### TEXT SECTION
BEGIN

Saturday, March 26, 2016

The more things change, the more they stay the same

Let me start by saying that I hate cliches, yet I titled this post as a cliche. It is true that the more things change the more they stay the same, because we try to make sense of the world by drawing on our schema or prior experiences. New things feel familiar... until they don't. It is when they do not feel familiar that we have to begin making new sense of them. It feels a bit like I'm talking in circles here.

I recently finished an internship and had to say goodbye to a group of elementary aged children about whom I truly care. It was difficult to say goodbye. I remember feeling this way when I left the schools where I completed my student teaching. I also remember feeling this way when I left my brick & mortar school to begin working in the world of virtual education. Every time that I have closed a chapter, I have felt a wave of sadness. Interestingly, each time that I have closed a chapter, there has been major changes in my life. My first partner died 12 days before I began my first Master's program. My wife was moving 13 hours away when I began my virtual teaching, and my wife was diagnosed with cancer while I have been finishing my 2nd Master's degree. Things always happen to me in waves. I think that I feel so intensely because things happen so intensely around me. To be honest, it is this intensity and the fact that I have a truly gentle soul, despite my crusty exterior.

I began spring break today, and I have an entire week for just me. I'm not sure what to do with that week. I considered a cruise or last minute vacation, but I have so much to discover where I live that I may play tourist in my town. What I do know is that I need to take some time and just feel - because feeling is important and because to not allow myself to feel is dangerous. And, I'm already vulnerable.

END

### RECORDS
BEGIN

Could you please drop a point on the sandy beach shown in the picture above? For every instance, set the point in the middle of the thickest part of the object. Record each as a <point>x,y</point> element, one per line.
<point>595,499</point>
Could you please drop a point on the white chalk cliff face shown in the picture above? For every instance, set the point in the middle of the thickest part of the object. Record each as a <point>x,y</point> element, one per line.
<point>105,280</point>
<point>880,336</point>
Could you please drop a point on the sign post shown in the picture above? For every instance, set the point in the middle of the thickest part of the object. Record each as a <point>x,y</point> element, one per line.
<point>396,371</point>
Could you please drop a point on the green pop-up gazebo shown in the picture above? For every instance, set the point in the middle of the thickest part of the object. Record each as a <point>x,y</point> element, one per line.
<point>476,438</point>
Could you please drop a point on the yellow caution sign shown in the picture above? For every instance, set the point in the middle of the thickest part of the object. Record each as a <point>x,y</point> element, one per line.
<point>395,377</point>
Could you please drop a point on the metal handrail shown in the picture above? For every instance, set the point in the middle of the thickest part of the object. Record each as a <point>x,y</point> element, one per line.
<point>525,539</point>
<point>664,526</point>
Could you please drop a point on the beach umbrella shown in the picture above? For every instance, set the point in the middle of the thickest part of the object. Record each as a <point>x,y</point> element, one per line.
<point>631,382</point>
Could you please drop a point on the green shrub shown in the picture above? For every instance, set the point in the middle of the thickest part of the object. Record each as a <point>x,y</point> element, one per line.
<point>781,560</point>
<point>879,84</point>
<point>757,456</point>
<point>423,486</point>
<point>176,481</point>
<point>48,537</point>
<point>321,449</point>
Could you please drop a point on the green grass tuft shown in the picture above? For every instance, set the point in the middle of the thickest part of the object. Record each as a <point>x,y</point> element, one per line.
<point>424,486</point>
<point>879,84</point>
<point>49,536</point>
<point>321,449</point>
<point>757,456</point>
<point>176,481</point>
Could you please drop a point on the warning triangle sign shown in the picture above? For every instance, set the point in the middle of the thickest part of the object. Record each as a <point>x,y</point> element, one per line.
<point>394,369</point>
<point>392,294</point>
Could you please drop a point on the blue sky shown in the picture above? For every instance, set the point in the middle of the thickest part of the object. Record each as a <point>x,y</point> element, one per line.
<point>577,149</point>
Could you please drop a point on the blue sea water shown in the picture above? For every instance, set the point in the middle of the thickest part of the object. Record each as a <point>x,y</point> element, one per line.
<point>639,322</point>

END

### EXERCISE AIM
In the blog post, how many days before the first Master's program began did the writer's first partner die?

### WRITTEN REPLY
12 days